Location identification entries
* * *

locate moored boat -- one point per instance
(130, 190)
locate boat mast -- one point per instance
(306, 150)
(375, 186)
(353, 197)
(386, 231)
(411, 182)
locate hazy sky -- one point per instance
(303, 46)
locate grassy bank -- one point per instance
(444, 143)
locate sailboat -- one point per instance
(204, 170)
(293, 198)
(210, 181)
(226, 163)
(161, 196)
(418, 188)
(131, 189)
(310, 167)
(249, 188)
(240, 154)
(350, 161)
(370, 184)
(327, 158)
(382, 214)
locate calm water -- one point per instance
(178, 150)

* * *

TASK INSTRUCTIONS ::
Copy out all of the material above, requests included, and shift every coordinate in the answer points by -58.

RESPONSE TO THE EXERCISE ::
locate moored boat -- one point per instance
(72, 132)
locate boat mast -- one point per instance
(248, 92)
(317, 128)
(295, 139)
(328, 173)
(353, 124)
locate hazy sky -- one point per instance
(245, -12)
locate grassy bank -- one point per instance
(386, 85)
locate sailboat -- one point per instance
(146, 112)
(235, 140)
(152, 123)
(168, 105)
(103, 138)
(360, 130)
(73, 131)
(252, 109)
(191, 130)
(182, 96)
(292, 103)
(312, 126)
(269, 100)
(324, 156)
locate calm water -- one point per instance
(120, 92)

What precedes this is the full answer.